Begin Page excerpt
FUND ADMINISTRATION SERVICING AGREEMENT
THIS AGREEMENT is made and entered into as of this ___ day of ______,
2000, by and between Kit Xxxx Investment Trust, a Delaware business trust
(hereinafter referred to as the "Trust") and Firstar Mutual Fund Services, LLC,
a limited liability company organized under the laws of the State of Wisconsin
(hereinafter referred to as "FMFS").
WHEREAS, the Trust is an open-end management investment company which
is registered under the Investment Company Act of 1940, as amended (the "1940
Act");
WHEREAS, the Trust is authorized to create separate series, each
with its own separate investment portfolio;
WHEREAS, FMFS is a limited liability corporation and, among other things,
is in the business of providing fund administration services for the benefit of
its customers; and
WHEREAS, the Trust desires to retain FMFS to act as Administrator for
each series of the Trust listed on Exhibit A attached hereto, (each hereinafter
referred to as a "Fund"), as may be amended from time to time.
NOW, THEREFORE, in consideration of the mutual agreements herein made,
the Trust and FMFS agree as follows:
1. APPOINTMENT OF ADMINISTRATOR
The Trust hereby appoints FMFS as Administrator of the Trust on the
terms and conditions set forth in this Agreement, and FMFS hereby
accepts such appointment and agrees to perform the services and duties
set forth in this Agreement in consideration of the compensation
provided for herein.
2. DUTIES AND RESPONSIBILITIES OF FMFS
A. General Fund Management
1. Act as liaison among all Fund service providers
2. Supply:
a. Corporate secretarial services
b. Office facilities (which may be in FMFS's or its
affiliate's own offices)
End Page excerpt
Begin Data excerpts
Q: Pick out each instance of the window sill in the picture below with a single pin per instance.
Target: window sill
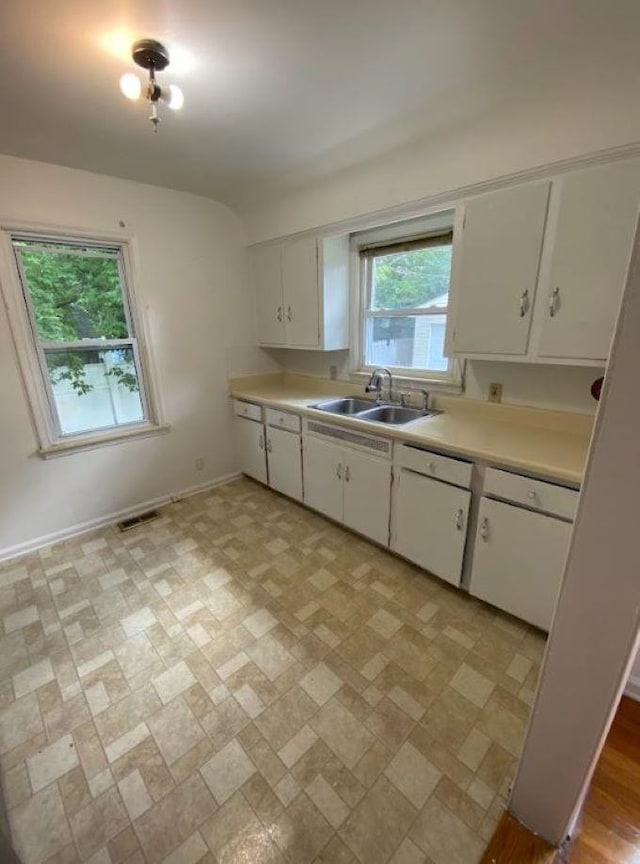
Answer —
(76, 445)
(452, 385)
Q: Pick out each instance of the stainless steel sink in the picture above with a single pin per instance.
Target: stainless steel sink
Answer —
(364, 409)
(394, 415)
(350, 405)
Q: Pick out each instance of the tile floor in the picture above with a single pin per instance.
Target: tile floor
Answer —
(243, 681)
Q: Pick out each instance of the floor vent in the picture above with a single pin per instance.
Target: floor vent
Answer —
(128, 524)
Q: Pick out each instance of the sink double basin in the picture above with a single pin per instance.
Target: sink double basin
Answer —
(363, 409)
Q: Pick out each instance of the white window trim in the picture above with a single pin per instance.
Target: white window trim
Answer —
(26, 345)
(451, 381)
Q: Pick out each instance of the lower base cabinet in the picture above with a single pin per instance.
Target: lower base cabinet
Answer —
(430, 520)
(348, 486)
(250, 447)
(518, 560)
(285, 462)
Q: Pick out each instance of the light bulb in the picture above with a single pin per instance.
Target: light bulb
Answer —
(130, 86)
(176, 97)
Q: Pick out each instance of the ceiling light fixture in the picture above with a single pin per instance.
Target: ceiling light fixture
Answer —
(153, 57)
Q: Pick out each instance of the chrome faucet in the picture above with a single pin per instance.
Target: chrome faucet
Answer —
(375, 383)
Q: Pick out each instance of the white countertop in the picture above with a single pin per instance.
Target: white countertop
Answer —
(551, 444)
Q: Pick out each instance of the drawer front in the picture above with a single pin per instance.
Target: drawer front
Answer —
(433, 465)
(283, 420)
(247, 409)
(536, 494)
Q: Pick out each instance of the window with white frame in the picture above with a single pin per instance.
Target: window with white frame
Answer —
(405, 298)
(84, 340)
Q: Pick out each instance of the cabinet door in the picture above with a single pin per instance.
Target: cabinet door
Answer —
(250, 448)
(323, 471)
(285, 462)
(267, 264)
(518, 560)
(430, 524)
(367, 495)
(301, 293)
(500, 255)
(596, 223)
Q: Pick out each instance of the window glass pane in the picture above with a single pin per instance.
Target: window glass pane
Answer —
(411, 280)
(410, 342)
(74, 296)
(94, 389)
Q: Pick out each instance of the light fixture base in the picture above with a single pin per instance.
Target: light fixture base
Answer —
(150, 54)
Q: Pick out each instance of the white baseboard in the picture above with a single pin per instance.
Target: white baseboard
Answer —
(633, 688)
(82, 527)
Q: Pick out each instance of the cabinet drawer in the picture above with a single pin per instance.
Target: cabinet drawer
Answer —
(283, 420)
(535, 494)
(433, 465)
(247, 409)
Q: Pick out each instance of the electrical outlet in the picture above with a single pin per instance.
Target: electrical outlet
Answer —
(495, 392)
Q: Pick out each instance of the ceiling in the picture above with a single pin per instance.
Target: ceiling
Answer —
(280, 92)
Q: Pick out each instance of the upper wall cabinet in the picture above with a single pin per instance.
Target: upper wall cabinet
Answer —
(498, 270)
(595, 217)
(540, 275)
(302, 293)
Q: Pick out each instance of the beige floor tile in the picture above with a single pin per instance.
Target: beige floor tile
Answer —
(175, 729)
(413, 774)
(444, 837)
(19, 722)
(227, 771)
(321, 683)
(173, 682)
(302, 831)
(376, 827)
(52, 762)
(472, 685)
(39, 827)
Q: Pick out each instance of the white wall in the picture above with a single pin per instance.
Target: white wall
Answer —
(192, 283)
(515, 138)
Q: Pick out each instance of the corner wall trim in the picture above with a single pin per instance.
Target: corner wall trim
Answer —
(19, 549)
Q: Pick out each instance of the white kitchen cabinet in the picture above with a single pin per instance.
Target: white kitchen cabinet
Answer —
(250, 448)
(430, 524)
(302, 293)
(595, 220)
(367, 491)
(284, 459)
(518, 560)
(301, 296)
(267, 273)
(323, 468)
(499, 258)
(348, 485)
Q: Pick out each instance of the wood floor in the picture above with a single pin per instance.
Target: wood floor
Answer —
(609, 829)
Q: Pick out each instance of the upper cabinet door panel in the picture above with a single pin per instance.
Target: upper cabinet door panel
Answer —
(501, 245)
(301, 292)
(596, 223)
(267, 266)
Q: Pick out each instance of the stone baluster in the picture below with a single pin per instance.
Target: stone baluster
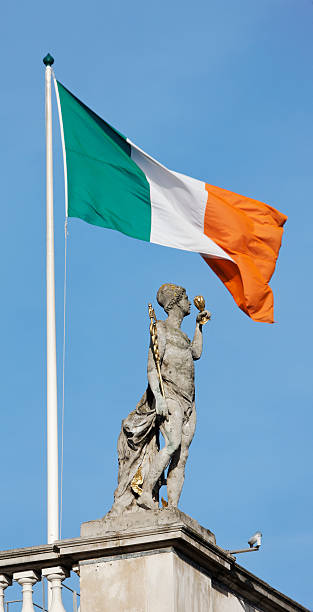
End Data excerpts
Short task - Echo the fund administration agreement above word for word, starting at "NOW, THEREFORE, in" and ending at "provided for herein.".

Answer for the task -
NOW, THEREFORE, in consideration of the mutual agreements herein made,
the Trust and FMFS agree as follows:
1. APPOINTMENT OF ADMINISTRATOR
The Trust hereby appoints FMFS as Administrator of the Trust on the
terms and conditions set forth in this Agreement, and FMFS hereby
accepts such appointment and agrees to perform the services and duties
set forth in this Agreement in consideration of the compensation
provided for herein.